Goal:
Put the material below into a numbered list, leaving out blank lines.

****************************************

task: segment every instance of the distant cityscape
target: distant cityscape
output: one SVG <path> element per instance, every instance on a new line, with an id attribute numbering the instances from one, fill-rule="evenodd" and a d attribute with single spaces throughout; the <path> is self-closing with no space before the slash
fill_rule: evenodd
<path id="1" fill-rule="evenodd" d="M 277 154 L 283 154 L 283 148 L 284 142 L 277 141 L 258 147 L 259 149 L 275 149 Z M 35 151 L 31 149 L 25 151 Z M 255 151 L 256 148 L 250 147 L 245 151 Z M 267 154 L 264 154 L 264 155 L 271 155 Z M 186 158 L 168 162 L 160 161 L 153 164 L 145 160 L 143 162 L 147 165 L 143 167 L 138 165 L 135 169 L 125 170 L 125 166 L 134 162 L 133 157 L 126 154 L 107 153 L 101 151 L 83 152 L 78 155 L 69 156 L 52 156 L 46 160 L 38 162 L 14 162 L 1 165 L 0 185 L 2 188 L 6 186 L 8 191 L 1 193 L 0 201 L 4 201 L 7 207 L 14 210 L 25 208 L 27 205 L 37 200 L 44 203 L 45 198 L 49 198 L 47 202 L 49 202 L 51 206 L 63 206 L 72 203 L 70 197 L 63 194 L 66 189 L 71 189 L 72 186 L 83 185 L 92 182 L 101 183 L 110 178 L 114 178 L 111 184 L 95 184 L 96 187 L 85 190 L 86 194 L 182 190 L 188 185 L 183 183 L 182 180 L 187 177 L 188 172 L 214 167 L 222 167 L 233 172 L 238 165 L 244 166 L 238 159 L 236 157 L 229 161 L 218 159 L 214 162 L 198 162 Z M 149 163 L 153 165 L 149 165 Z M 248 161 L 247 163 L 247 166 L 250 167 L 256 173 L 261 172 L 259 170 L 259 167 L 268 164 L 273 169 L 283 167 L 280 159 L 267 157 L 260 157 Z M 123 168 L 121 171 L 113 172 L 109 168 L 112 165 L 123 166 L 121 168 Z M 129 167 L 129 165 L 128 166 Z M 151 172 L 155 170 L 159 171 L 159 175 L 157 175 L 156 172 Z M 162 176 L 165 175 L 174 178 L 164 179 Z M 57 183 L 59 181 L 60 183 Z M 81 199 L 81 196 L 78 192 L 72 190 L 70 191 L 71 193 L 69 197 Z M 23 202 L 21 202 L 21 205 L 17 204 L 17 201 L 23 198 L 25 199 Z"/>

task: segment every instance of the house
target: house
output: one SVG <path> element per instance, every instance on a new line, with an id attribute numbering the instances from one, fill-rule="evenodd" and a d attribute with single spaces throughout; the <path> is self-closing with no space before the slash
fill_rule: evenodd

****************************************

Problem solution:
1. task: segment every instance of the distant cityscape
2. target: distant cityscape
3. output: one SVG <path> element per instance, every instance on a new line, with an id attribute numbering the instances from one, fill-rule="evenodd" and a d attribute with single spaces throughout; the <path> is self-closing with no space before the slash
4. fill_rule: evenodd
5. <path id="1" fill-rule="evenodd" d="M 277 154 L 283 154 L 283 148 L 284 142 L 277 141 L 258 147 L 259 149 L 275 149 Z M 35 151 L 31 149 L 25 151 Z M 255 151 L 256 148 L 250 147 L 245 151 Z M 267 154 L 264 154 L 264 155 L 271 155 Z M 186 158 L 168 162 L 160 161 L 153 164 L 145 160 L 143 162 L 147 165 L 143 167 L 138 165 L 135 169 L 125 170 L 125 166 L 134 162 L 133 157 L 126 154 L 107 153 L 101 151 L 83 152 L 78 155 L 69 156 L 52 156 L 46 160 L 38 162 L 14 162 L 1 165 L 0 185 L 2 188 L 6 186 L 8 191 L 1 193 L 0 201 L 4 201 L 7 207 L 14 210 L 25 208 L 27 205 L 37 200 L 44 203 L 45 198 L 49 198 L 47 202 L 49 202 L 51 206 L 63 206 L 72 203 L 70 197 L 63 194 L 66 189 L 71 189 L 72 186 L 83 185 L 92 182 L 101 183 L 110 178 L 114 178 L 111 184 L 95 184 L 96 187 L 85 190 L 86 194 L 182 190 L 188 185 L 183 183 L 182 180 L 187 177 L 188 172 L 214 167 L 222 167 L 233 172 L 238 165 L 244 166 L 238 159 L 236 157 L 229 161 L 218 159 L 214 162 L 198 162 Z M 149 163 L 153 165 L 149 165 Z M 248 161 L 247 163 L 247 166 L 250 167 L 256 173 L 261 172 L 259 170 L 259 167 L 268 164 L 273 169 L 283 167 L 280 159 L 267 157 L 260 157 Z M 123 168 L 121 171 L 113 172 L 109 168 L 112 165 L 123 166 L 121 168 Z M 129 167 L 129 165 L 128 166 Z M 151 172 L 155 170 L 159 171 L 159 175 L 157 175 L 156 172 Z M 162 176 L 165 175 L 174 178 L 164 179 Z M 57 183 L 59 181 L 60 183 Z M 81 199 L 81 196 L 78 192 L 72 190 L 70 191 L 71 193 L 69 197 Z M 23 202 L 21 202 L 21 205 L 17 204 L 17 201 L 23 198 L 25 199 Z"/>
6. task: segment every instance of the house
7. target: house
8. output: one SVG <path> element per instance, every instance on a new line, with an id attribute numbering the instances from one, fill-rule="evenodd" and a d attribute with single spaces throughout; the <path> is self-closing with no space before the slash
9. fill_rule: evenodd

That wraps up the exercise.